▶ [WHAT IS REQUIRED]: Can you rewrite the material starting at the line that contains "Our analyst would appreciate it if you could outline the woman's" and ending at the line that contains "[0,0,960,99]", giving only those lines with "long dark hair" replaced by "short dark hair" and everything else unchanged?
*** EXERCISE MATERIAL
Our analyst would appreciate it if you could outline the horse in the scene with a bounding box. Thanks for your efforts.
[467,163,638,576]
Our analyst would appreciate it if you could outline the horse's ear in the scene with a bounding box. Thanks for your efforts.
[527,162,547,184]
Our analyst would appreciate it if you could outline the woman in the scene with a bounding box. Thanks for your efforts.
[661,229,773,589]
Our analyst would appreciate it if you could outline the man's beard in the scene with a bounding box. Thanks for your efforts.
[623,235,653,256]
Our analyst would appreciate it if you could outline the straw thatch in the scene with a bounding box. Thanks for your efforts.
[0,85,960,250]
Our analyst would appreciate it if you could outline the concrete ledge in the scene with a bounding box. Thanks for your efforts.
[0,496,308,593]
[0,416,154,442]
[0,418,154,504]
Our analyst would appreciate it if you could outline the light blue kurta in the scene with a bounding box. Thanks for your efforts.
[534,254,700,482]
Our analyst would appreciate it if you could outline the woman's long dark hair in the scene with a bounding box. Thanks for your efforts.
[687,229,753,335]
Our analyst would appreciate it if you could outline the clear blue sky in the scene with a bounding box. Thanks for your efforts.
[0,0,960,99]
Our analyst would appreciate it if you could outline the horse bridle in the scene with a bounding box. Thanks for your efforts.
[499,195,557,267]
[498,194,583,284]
******
*** EXERCISE MATERIAL
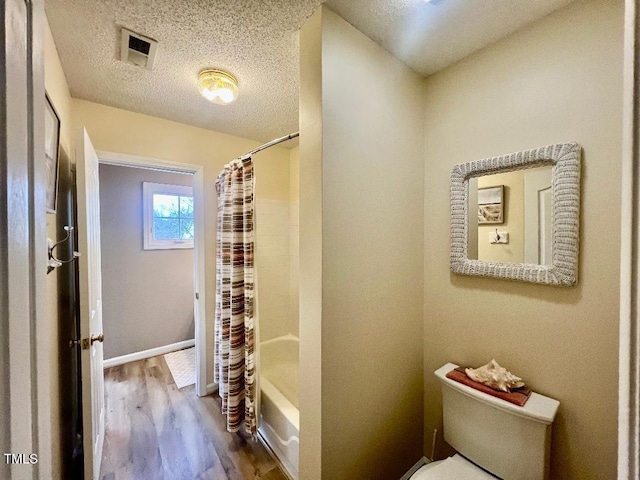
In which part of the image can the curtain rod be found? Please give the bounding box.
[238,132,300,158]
******
*** EXERCISE MATERIAL
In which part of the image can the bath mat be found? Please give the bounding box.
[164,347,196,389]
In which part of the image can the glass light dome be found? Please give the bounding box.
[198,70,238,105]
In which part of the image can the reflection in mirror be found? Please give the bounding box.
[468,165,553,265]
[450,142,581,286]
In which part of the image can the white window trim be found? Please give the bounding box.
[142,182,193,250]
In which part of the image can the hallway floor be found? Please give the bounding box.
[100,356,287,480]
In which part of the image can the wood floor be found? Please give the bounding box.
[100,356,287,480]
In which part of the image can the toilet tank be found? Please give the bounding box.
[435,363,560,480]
******
▶ [RESPONSE TO THIS TASK]:
Our analyst would appreciate it if you could outline the woman's short dark hair in the scene with a bounding box. Thanks for your efforts.
[687,229,753,335]
Our analyst would appreciate it if you could outline the clear blue sky in the scene with a bounding box. Thanks for your efforts.
[0,0,960,99]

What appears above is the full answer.